— start Excerpt provided —
Local Kwanzaa celebrations set

The Niancho Eniyaley African Performers last year at the NAACP's annual Kwanzaa celebration. This years event takes place Sunday, Dec. 29.

The Niancho Eniyaley African Performers last year at the NAACP’s annual Kwanzaa celebration. This years event takes place Sunday, Dec. 29.

PALMDALE – Family and friends are invited to free local celebrations this Saturday and Sunday to commemorate the African-American cultural holiday Kwanzaa.

Kwanzaa, a secular festival honoring African-American culture and traditional values, is observed from Dec. 26 to Jan. 1 each year.

During the weeklong celebration, each of the seven days is dedicated to a principle of African heritage.

The Seven Principles (Nguzo Saba) of Kwanzaa are:

  1. Umoja (Unity)
  2. Kujichagulia (Self-Determination)
  3. Ujima (Collective Work and Responsibility)
  4. Ujamaa (Cooperative Economics)
  5. Nia (Purpose)
  6. Kuumba (Creativity)
  7. Imani (Faith)

Local celebrations on Dec. 28 & 29

Both celebrations will feature the lighting of the Kwanzaa Kinara.

Both celebrations will feature the lighting of the Kwanzaa Kinara.

On day three of Kwanzaa (Ujima), there will be a local celebration featuring music, a lecture and refreshments.

The event starts at 7 p.m., Saturday, Dec. 28, at the Holiday Inn, located at 38630 5th Street West in Palmdale.

The free event is hosted by SZ Solutions, Unlimited Fashions, and The Journal of Pan African Studies. For more information, contact Itibari M. Zulu, Sr. at 661-952-8625 or email Imzsr@yahoo.com.

On day four of Kwanzaa (Ujamaa), there will be second celebration hosted by the Antelope Valley Chapter of the NAACP.

Titled “A Celebration of Family, Community and Culture,” the annual Kwanzaa celebration will take place from 4 to 7:30 p.m., Sunday, Dec. 29 at United Desert Charities, located at 2101 East Palmdale Boulevard in Palmdale.

The event will feature performances by The Drum Circle and Scholar Jamaal Brown, as well as crafts, arts, music, dancers and much more.

For more information on this event, contact Waunette Cullors at 661-544-8439 or email Waunette@avnaacp.org.
— end Excerpt provided —
— start Records provided —
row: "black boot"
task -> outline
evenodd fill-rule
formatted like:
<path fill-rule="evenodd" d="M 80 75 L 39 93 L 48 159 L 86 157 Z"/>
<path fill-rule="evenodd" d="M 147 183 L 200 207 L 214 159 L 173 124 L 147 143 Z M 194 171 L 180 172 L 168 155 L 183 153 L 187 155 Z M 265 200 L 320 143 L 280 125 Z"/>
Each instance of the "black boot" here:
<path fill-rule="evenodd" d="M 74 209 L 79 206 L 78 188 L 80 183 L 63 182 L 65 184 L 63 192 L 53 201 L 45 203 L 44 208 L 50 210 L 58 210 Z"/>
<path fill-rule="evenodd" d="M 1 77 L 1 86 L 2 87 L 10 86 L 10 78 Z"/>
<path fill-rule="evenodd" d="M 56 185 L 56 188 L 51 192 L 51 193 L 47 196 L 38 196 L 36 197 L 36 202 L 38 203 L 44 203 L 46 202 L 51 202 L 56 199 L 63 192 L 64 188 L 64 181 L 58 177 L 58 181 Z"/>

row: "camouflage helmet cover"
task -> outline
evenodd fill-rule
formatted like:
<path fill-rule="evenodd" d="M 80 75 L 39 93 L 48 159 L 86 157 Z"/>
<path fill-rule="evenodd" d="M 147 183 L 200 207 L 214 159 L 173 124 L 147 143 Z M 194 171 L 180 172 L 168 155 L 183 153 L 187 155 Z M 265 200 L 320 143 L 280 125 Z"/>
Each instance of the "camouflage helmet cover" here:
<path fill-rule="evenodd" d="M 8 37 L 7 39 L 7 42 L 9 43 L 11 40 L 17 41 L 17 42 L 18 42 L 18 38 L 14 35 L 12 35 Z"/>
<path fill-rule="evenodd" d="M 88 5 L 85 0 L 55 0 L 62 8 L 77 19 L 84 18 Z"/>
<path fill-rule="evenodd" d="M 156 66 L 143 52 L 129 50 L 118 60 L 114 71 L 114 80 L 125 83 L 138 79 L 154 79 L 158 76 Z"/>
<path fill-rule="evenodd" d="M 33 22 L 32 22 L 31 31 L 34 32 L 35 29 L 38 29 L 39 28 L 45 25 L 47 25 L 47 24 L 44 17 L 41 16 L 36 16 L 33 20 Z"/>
— end Records provided —
To do:
**1)** Reproduce the passage of the article on local Kwanzaa celebrations between "The Seven Principles" and "6. Kuumba (Creativity)", inclusive.
**2)** Recast the listing as a numbered list, covering only the lines between its first line and the line holding "1 77 L 1 86", inclusive. Leave out any blank lines.

Solved problems:
**1)**
The Seven Principles (Nguzo Saba) of Kwanzaa are:

  1. Umoja (Unity)
  2. Kujichagulia (Self-Determination)
  3. Ujima (Collective Work and Responsibility)
  4. Ujamaa (Cooperative Economics)
  5. Nia (Purpose)
  6. Kuumba (Creativity)

**2)**
1. row: "black boot"
2. task -> outline
3. evenodd fill-rule
4. formatted like:
5. <path fill-rule="evenodd" d="M 80 75 L 39 93 L 48 159 L 86 157 Z"/>
6. <path fill-rule="evenodd" d="M 147 183 L 200 207 L 214 159 L 173 124 L 147 143 Z M 194 171 L 180 172 L 168 155 L 183 153 L 187 155 Z M 265 200 L 320 143 L 280 125 Z"/>
7. Each instance of the "black boot" here:
8. <path fill-rule="evenodd" d="M 74 209 L 79 206 L 78 188 L 80 183 L 63 182 L 65 184 L 63 192 L 53 201 L 45 203 L 44 208 L 50 210 L 58 210 Z"/>
9. <path fill-rule="evenodd" d="M 1 77 L 1 86 L 2 87 L 10 86 L 10 78 Z"/>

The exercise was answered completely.